Document segment —
Just adding IPA to the description of Australian English and I couldn't figure out what SAMPA [o:] was supposed to be in your comments about gone. After rereading it I decided I didn't know what you were getting at here at all. Care to elucidate? Moilleadóir 05:31, 7 Dec 2004 (UTC)


(Random self-test — Felix the Cassowary 02:43, 5 August 2005 (UTC))[reply]

"Gone"

The Australian English page seems to be suggesting that AusE has a phoneme which is only used in one word, gone. Is this right (with gone rhyming with neither don nor dawn) and do you know anything about the origin of this? --JHJ 20:34, 18 August 2005 (UTC)[reply]

Indeed, 'gone' doesn't rhyme with either 'don' or 'dawn', or any other word in English. I'd describe the vowel as being [ɔː] to don's [ɔ] and dawn's [oː]. This distinctiveness has been confirmed annecdotally (without prompting) by people in both Melbourne and Adelaide, but I've never seen anything written about the sound in any published work, in spite of much looking. [i know now this means it probably shouldn't be included as WP:NOR.] I know nothing about it's origins; it might be vaguely related to the bad-lad split, though. (Length is quite distinctive in Australian vowels, with pairs /ɪ/–[ɪː]=/ɪə/, /e/–/eː/, /æ/–/æː/, /ɐ/–/ɐː/, /ʊ/–[ʊː]=/ʉː+l, ʊə+r/.) — Felix the Cassowary 01:38, 19 August 2005 (UTC)[reply]
I presume you're aware that gone is one of the words which had /ɔː/ in very old-fashioned RP (like off and cloth) and hence rhymed with dawn. I thought that might be related, but these other words generally get short [ɔ] in AusE, don't they?
Length is quite distinctive in many British accents too, though it varies a lot from region to region. The merry/Mary distinction is essentially one of length for me (though I think Mary is slightly more open), in spite of British dictionaries' liking for transcribing the Mary vowel as a diphthong, and I think you can argue that length is actually the main difference between pairs like cot/caught and cam/calm, at least in some areas. (For southerners, replace cam with come, as in AusE.)--JHJ 18:25, 25 August 2005 (UTC)[reply]
No, I wasn't aware that gone was one of the lengthened words. The lengthened form was [o:] in AuE when it existed, though, rhyming with 'dawn', but aside from a few people from the bush ("country"), they get the short [ɔ] nowadays (along with some words that would've rhymed, like caustic, Austria, Australia when stressed on the first syllable, hence Aussie). How 'gone' would've managed to get a different vowel, and keep it, is beyond me though.

Materials provided —
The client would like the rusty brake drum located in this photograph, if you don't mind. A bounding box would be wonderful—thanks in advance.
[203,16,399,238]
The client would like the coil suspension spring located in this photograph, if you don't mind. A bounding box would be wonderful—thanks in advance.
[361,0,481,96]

--

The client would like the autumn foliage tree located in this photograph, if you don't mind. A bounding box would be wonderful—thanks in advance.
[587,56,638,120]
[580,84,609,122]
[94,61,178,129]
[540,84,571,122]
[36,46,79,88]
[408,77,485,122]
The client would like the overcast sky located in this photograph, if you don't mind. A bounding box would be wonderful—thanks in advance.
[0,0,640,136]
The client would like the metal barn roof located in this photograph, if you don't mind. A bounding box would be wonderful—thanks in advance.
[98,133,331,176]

==

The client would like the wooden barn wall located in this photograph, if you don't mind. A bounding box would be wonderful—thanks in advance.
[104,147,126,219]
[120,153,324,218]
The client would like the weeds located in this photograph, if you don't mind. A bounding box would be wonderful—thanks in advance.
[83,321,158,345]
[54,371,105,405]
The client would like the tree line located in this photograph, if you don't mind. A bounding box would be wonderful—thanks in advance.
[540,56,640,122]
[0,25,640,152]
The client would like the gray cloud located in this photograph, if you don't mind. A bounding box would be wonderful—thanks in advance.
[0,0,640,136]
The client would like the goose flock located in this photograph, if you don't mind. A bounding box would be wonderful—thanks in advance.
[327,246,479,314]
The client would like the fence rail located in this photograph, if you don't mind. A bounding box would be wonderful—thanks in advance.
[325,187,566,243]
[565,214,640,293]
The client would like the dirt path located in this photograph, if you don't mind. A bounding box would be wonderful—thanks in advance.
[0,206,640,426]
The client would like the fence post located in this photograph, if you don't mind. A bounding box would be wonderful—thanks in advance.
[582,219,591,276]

Required work —
1) In the discussion about the Australian English vowel in "gone," why does the writer who describes the vowel as [ɔː] conclude that it probably should not be included in the article? Answer in one to three sentences.
2) Express the entries from the line containing "The client would like the fence rail" down through the line containing "[582,219,591,276]", both included, as a Markdown table with the columns Row and Line, leaving out any blank lines.
The discussion and the entries are separate, unrelated material.

Replies —
1) He has never seen the sound described in any published work, despite much looking. Its only support is anecdotal confirmation from people in Melbourne and Adelaide, so including it would count as original research under WP:NOR.

2)
| Row | Line |
|---|---|
| 1 | The client would like the fence rail located in this photograph, if you don't mind. A bounding box would be wonderful—thanks in advance. |
| 2 | [325,187,566,243] |
| 3 | [565,214,640,293] |
| 4 | The client would like the dirt path located in this photograph, if you don't mind. A bounding box would be wonderful—thanks in advance. |
| 5 | [0,206,640,426] |
| 6 | The client would like the fence post located in this photograph, if you don't mind. A bounding box would be wonderful—thanks in advance. |
| 7 | [582,219,591,276] |